Supplied data:
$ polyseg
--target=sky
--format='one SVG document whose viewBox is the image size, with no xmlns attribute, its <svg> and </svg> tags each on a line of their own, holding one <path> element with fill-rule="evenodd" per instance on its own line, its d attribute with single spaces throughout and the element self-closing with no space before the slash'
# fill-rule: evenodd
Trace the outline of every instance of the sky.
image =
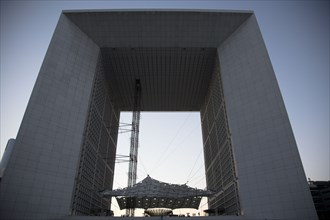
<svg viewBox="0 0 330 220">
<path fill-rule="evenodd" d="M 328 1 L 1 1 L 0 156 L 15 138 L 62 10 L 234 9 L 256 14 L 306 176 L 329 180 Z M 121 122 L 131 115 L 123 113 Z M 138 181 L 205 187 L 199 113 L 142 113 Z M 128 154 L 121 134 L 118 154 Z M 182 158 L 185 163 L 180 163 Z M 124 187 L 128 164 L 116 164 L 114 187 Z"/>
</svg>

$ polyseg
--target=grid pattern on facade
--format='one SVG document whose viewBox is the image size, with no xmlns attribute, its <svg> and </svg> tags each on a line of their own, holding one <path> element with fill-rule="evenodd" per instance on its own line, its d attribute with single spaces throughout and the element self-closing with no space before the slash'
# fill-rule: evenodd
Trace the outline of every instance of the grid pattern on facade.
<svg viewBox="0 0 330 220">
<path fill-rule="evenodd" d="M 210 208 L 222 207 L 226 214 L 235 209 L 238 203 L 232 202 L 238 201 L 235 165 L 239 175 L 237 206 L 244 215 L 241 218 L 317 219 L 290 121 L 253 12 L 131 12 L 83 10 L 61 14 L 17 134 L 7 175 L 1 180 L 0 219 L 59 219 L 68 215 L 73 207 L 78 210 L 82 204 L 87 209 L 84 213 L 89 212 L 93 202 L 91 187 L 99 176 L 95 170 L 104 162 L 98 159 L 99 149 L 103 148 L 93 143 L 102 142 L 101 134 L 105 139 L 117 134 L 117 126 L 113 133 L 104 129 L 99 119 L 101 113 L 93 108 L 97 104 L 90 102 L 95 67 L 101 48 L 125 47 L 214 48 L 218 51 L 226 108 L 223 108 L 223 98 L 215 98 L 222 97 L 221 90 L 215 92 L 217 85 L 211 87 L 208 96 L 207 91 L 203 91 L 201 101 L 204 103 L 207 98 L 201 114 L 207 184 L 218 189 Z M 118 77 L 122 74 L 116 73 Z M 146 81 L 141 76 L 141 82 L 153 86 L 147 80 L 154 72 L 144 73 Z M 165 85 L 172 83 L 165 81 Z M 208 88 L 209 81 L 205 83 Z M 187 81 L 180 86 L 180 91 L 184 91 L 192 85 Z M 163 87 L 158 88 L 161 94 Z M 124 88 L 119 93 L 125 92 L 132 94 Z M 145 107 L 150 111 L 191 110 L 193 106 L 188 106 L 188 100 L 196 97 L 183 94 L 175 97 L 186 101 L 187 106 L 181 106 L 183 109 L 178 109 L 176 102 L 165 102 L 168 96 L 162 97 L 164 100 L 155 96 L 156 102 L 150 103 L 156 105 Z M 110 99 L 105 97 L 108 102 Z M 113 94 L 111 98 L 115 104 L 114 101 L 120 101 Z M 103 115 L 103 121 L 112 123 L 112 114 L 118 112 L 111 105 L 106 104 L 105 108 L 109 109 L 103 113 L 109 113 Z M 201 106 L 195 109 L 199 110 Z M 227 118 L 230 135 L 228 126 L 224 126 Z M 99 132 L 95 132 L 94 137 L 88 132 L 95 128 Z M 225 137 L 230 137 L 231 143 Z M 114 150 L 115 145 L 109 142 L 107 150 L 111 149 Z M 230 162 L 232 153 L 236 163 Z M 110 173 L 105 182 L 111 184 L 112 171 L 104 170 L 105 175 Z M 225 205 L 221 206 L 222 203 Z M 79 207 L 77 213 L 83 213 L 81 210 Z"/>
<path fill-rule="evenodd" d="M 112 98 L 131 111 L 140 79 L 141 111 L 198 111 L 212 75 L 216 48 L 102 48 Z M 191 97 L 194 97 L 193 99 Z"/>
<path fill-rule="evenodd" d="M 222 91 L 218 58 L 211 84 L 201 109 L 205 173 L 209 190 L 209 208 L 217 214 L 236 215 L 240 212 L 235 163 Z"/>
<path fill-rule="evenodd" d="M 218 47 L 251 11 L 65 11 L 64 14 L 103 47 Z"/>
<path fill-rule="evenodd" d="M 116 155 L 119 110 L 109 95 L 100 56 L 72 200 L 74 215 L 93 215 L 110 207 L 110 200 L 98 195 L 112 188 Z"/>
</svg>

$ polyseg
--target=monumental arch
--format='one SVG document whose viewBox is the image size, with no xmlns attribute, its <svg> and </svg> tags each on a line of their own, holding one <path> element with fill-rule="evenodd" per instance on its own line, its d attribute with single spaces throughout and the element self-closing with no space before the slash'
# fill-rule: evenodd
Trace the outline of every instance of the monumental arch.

--

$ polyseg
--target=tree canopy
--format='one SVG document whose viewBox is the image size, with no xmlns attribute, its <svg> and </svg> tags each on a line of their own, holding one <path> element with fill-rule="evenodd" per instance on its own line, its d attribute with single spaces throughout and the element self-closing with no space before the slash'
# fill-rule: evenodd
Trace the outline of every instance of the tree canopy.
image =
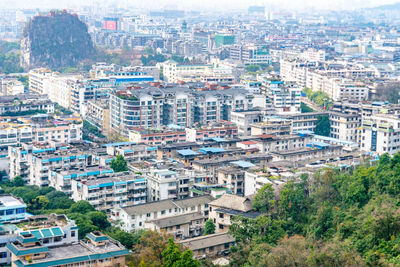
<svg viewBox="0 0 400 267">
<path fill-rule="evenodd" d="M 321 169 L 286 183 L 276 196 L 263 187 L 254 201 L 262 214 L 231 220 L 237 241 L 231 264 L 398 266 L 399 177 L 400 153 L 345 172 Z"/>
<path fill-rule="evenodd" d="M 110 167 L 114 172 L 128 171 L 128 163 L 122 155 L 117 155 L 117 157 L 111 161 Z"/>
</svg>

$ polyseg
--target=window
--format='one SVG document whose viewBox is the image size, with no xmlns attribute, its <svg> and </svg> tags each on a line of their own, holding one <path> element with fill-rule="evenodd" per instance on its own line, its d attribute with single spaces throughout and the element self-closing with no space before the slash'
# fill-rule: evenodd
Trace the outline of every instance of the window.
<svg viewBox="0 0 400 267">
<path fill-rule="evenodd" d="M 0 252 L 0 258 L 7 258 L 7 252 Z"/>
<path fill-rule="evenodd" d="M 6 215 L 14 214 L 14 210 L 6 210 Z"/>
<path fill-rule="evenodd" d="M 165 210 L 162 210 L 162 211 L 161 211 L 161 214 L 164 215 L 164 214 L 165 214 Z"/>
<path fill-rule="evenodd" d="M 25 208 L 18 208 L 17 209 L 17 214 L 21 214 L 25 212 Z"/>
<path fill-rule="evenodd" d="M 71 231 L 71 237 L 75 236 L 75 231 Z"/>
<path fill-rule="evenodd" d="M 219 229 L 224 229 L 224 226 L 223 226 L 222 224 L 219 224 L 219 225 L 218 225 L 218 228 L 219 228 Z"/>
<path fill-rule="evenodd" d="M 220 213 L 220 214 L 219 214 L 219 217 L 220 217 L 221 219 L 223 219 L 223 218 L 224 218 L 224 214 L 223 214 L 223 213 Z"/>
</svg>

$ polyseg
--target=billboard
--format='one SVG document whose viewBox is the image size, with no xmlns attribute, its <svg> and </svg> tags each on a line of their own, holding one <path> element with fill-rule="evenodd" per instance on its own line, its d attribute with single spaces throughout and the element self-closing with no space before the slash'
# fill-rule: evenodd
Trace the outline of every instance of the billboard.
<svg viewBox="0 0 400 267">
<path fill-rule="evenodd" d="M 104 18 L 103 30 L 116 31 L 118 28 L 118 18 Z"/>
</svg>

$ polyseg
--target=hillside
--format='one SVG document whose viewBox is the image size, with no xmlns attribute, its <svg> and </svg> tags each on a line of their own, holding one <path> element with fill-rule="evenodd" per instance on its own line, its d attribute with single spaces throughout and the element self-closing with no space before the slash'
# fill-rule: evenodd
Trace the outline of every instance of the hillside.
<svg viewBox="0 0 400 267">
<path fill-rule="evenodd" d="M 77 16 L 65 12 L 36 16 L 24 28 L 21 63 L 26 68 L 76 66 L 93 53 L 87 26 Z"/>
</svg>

...

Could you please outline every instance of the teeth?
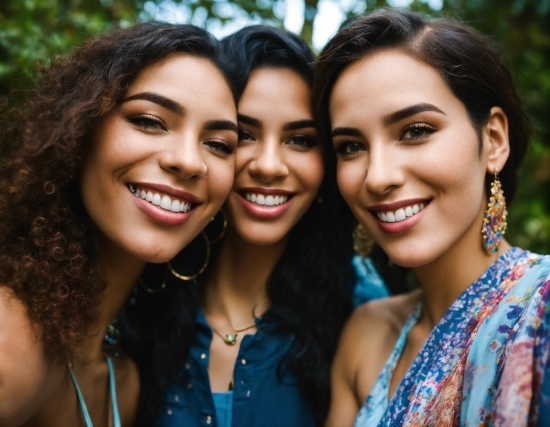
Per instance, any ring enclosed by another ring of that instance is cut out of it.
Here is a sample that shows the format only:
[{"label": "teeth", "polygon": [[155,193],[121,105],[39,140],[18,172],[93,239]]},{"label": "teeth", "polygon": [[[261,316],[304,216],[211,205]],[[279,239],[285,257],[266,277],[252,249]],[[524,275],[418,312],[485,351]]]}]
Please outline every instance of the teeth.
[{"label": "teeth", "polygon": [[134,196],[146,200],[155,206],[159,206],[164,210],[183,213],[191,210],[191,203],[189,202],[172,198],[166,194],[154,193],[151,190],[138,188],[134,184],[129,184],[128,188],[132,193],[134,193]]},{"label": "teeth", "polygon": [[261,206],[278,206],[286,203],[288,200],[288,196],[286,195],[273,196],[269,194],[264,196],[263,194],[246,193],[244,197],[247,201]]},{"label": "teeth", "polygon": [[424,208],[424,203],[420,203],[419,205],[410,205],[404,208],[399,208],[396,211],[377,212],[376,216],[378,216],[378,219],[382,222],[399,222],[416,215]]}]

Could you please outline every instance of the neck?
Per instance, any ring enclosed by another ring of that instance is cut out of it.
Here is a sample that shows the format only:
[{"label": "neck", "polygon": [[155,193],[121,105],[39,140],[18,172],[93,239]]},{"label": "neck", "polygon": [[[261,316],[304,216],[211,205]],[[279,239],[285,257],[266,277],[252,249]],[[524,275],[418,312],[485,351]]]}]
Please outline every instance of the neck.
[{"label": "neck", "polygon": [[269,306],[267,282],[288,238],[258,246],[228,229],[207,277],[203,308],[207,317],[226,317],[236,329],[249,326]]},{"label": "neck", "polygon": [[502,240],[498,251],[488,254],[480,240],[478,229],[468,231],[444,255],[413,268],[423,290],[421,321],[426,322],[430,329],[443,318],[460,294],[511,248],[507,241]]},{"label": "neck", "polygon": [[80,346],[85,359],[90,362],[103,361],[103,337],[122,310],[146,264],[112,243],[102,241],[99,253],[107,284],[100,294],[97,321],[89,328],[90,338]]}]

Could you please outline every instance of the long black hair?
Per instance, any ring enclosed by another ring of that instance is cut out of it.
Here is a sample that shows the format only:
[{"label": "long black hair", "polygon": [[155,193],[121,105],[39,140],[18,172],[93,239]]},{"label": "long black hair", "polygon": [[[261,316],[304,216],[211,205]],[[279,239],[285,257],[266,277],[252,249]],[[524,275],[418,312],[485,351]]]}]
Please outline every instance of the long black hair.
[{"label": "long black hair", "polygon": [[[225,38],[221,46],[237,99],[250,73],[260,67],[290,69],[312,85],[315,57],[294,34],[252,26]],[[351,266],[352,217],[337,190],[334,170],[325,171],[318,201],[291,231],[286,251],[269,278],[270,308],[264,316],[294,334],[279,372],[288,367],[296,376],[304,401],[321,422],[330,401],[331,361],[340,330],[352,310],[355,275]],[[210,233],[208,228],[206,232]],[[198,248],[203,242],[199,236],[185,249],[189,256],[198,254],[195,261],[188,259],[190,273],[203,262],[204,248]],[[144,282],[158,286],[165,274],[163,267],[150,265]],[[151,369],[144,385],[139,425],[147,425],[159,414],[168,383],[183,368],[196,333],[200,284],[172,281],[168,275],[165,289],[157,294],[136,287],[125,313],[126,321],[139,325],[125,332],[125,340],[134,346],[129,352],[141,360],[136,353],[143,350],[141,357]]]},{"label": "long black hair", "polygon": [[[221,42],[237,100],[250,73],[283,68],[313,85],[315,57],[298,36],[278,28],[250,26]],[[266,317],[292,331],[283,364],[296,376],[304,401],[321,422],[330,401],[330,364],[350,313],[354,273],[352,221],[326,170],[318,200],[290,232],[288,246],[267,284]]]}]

Task description:
Whenever the string "tree" shows up in a line of the records, copy that line.

Solution to the problem:
--target=tree canopy
Trace the outline of every instance of the tree canopy.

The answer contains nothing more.